» **Extract to read**:
Is the Flash Report Threatening the Terminator?


“Beware the Ides of March, as it appears to be the day that the Governor indicates that he is not a team player… “

— Jon Fleischman, Flash Report, 3/15/2007

Et Tu Fleischman?!

I love when Republicans eat their own.  Jon Fleischman’s FlashReport column on the Governor’s approval of moving up the date of the California Presidential Primary is here.  The column’s big complaint is that the Governor signed the legislation without a single Republican vote in favor of the proposal.  I think its fair to say the Honeymoon with Arnold is over.

And then there is this flicker from Fleischman:   
“Instead, the Speaker is doing exactly what I would do if I were him — ignoring his Republican counterparts, and putting legislation on the Governor’s desk that represented no compromise at all.”

So if the shoe was on the other foot and Republicans had the majority in the senate and assembly, Jon would have no problem moving forward on a piece of legislation he favors without opposition party support.  So Jon is being critical of something he’d do himself?

In other words: It’s OK for Republicans to do this, but not Democrats.

By moving up the Primary so voters have an actual say in who the nominee is for both parties, California becomes less of an ATM for the presumptive nominees later.  This weakens the amount of money the Republican candidate would have received in June.  (And the same for the Democratic Candidate too!).  By June, we’lll have a good idea of who the candidates for both parties are, but California would already have given at the office.

When these guys whine about the cost of the special election, remember that they already pushed forward two special elections — the recall election of 2003 and the Governor’s $55 million special election in Fall 2005. So this moved up primary election shouldn’t bother a party so willing to spend state dollars to enanct political change outside of the regularly scheduled election cycle, should it?

 

10 Comments

  1. So if the shoe was on the other foot and Republicans had the majority in the senate and assembly, Jon would have no problem moving forward on a piece of legislation he favors without opposition party support. So Jon is being critical of something he’d do himself?

    In other words: It’s OK for Republicans to do this, but not Democrats.

    Dan:

    You’re building a straw man. Jon isn’t criticizing Nunez, he’s criticizing the Gov for ignoring his fellow Republicans.

  2. Mike:

    How about adding some more anti-spam words like:

    — progressive taxation

    — soak the rich

    — Jimmy Carter

    — teachers union

    — tax and tax, spend and spend, elect and elect

    🙂

  3. Matt —
    The Straw Man is built by Jon. Face it; you guys elected a populist who makes Gray Davis look conservative. Yet no calls to recall this Governor. Since Jon has worked hard against moderate Republicans in the past for not being conservative enough, it has to be awfully hard for him to realize the Governor actually seems to put his own interests ahead of the party.

» **Records from a collection**:
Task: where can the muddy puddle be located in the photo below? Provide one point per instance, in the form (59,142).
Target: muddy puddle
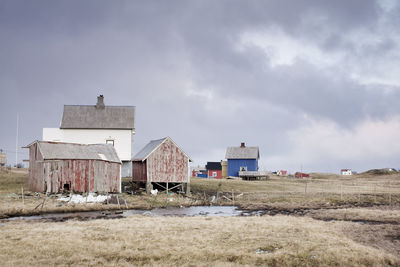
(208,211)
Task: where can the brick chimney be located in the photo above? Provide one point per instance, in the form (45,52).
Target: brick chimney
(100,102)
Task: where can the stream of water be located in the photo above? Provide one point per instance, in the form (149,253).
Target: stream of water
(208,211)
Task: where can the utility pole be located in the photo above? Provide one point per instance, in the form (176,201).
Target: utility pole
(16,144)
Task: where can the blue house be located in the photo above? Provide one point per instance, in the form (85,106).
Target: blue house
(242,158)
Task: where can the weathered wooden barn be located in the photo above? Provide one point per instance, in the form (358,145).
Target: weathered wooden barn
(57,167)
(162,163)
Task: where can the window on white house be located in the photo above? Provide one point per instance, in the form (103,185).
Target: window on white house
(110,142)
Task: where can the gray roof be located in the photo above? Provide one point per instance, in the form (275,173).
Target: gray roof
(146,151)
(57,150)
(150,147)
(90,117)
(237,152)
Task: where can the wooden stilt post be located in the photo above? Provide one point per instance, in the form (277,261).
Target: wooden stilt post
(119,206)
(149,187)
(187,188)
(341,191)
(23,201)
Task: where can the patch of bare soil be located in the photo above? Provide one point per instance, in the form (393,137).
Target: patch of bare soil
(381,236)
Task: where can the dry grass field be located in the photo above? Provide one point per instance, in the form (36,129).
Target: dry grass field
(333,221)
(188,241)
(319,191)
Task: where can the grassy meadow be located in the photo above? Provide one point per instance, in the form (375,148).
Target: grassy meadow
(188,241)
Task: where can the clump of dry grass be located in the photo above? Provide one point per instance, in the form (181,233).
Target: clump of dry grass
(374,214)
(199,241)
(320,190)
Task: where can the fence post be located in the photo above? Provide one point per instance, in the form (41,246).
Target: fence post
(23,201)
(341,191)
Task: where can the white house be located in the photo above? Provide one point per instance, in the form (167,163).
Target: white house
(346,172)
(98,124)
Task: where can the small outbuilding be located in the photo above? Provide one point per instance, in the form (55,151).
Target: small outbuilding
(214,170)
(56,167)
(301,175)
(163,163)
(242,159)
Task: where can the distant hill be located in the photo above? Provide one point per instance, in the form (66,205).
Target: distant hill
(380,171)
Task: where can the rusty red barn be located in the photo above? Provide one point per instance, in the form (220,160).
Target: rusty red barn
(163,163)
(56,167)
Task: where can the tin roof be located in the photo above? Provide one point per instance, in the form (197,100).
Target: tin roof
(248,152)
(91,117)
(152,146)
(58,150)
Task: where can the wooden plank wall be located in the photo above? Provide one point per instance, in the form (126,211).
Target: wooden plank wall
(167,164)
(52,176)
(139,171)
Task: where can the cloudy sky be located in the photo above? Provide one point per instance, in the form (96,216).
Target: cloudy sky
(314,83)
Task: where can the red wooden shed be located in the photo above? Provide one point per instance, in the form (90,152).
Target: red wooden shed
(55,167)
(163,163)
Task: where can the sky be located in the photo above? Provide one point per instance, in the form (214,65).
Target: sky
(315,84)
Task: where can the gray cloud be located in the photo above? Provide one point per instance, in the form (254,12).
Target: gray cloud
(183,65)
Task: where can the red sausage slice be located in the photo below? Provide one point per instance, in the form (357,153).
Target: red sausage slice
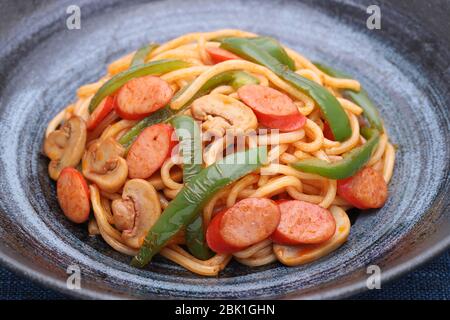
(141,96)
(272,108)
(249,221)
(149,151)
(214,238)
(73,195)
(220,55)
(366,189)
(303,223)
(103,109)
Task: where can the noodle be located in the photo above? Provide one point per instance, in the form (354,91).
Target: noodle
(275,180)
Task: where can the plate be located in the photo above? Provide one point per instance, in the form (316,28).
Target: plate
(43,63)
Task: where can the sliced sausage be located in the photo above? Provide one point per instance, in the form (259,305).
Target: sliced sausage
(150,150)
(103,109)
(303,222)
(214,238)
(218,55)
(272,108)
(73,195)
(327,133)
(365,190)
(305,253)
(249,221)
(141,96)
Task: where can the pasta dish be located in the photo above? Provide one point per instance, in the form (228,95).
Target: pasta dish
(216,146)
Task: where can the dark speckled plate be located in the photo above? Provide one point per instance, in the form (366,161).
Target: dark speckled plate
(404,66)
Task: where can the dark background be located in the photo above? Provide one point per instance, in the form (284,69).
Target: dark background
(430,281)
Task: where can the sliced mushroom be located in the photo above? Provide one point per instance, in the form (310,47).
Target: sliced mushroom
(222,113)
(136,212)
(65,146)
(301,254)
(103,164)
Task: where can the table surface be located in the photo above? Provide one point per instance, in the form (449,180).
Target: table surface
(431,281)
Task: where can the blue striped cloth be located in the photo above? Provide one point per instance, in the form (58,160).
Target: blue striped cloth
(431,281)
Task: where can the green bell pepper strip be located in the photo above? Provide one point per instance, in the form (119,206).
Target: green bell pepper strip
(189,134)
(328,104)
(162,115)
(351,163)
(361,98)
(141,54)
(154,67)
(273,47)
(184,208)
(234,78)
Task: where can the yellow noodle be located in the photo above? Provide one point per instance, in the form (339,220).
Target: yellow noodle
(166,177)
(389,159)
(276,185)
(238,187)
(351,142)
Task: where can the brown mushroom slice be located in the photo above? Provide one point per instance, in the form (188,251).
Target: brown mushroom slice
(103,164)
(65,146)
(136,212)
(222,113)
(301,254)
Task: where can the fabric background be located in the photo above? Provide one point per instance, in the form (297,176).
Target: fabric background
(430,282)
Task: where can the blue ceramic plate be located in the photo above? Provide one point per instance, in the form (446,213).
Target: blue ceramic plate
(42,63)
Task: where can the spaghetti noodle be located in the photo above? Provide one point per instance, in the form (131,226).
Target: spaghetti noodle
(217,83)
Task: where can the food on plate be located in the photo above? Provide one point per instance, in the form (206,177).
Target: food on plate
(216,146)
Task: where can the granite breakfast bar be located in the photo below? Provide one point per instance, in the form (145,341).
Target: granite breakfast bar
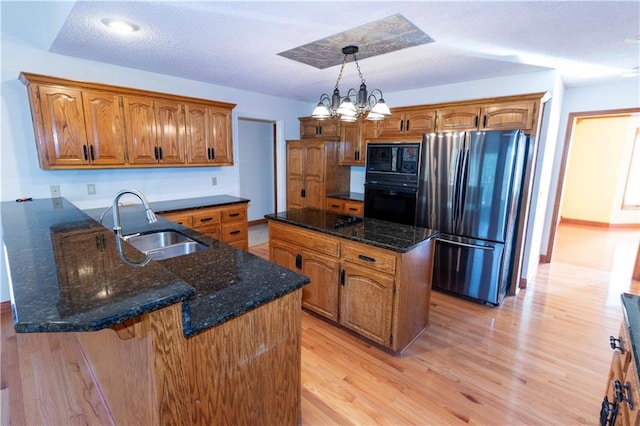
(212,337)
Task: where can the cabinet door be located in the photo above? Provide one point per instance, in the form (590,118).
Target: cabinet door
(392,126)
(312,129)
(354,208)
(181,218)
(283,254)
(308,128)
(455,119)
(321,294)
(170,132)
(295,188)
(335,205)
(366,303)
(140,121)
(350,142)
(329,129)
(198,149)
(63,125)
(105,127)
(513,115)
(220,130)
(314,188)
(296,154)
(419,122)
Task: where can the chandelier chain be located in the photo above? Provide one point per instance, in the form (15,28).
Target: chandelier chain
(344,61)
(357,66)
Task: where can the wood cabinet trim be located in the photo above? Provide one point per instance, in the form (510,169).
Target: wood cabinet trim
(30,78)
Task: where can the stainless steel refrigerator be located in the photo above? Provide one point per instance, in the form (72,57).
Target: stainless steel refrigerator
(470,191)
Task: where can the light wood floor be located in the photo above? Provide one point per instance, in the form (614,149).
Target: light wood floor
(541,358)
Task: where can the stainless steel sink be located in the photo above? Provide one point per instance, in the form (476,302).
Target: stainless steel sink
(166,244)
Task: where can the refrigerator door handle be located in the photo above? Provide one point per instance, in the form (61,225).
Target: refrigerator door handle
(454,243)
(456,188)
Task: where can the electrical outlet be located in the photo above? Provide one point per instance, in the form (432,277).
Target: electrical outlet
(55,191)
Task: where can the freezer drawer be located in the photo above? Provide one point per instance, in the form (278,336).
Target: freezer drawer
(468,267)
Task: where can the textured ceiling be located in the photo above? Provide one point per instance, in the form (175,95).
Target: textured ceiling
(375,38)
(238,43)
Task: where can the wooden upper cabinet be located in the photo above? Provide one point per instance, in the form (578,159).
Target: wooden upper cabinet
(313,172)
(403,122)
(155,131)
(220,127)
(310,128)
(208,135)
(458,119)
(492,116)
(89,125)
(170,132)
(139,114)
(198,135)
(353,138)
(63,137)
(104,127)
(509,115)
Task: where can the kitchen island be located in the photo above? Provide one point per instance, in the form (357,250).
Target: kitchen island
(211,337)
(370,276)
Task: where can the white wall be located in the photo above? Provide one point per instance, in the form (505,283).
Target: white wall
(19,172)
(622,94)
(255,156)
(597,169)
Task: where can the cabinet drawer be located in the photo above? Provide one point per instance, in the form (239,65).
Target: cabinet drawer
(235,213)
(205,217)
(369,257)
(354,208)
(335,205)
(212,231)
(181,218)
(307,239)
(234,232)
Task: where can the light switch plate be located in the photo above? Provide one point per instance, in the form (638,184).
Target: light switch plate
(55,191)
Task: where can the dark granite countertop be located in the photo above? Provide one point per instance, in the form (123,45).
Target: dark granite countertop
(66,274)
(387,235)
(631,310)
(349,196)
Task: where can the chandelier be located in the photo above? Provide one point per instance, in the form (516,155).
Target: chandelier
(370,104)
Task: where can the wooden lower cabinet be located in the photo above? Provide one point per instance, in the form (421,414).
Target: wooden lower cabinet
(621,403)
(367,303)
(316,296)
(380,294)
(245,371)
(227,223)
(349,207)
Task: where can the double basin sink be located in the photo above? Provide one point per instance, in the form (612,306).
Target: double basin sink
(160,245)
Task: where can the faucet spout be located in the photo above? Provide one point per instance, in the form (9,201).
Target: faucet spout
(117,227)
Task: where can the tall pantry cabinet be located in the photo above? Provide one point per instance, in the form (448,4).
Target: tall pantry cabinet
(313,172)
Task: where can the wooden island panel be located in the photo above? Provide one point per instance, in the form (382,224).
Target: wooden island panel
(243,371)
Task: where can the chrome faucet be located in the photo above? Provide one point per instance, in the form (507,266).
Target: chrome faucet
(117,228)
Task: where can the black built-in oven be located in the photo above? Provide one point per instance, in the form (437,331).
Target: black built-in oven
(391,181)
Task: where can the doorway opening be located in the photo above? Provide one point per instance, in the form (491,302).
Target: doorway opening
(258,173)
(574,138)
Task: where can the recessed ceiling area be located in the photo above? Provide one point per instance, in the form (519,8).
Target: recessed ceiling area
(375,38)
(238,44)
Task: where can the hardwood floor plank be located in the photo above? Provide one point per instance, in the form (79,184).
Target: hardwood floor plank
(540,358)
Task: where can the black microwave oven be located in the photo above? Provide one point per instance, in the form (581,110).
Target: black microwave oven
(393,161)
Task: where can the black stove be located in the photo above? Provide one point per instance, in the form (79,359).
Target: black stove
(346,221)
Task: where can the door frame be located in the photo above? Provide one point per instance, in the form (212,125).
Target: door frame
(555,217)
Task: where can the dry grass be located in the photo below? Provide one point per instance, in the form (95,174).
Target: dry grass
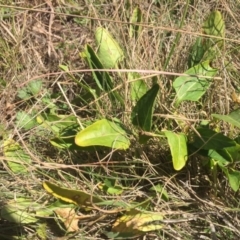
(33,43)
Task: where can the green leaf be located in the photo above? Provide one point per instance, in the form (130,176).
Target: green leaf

» **Prompt A**: Translate the sentence "I love when Republicans eat their own." from the blog post about the Flash Report and the Governor into Spanish.
» **Prompt B**: Update the records starting at the line that contains "Task: where can the green leaf" and ending at the end of the records, replacing "green leaf" with "yellow leaf" and keeping everything else the same.

» **Complete response A**: Me encanta cuando los republicanos se devoran entre ellos.

» **Complete response B**:
Task: where can the yellow leaf be located in the photo above? Provide one point per instance, in the form (130,176).
Target: yellow leaf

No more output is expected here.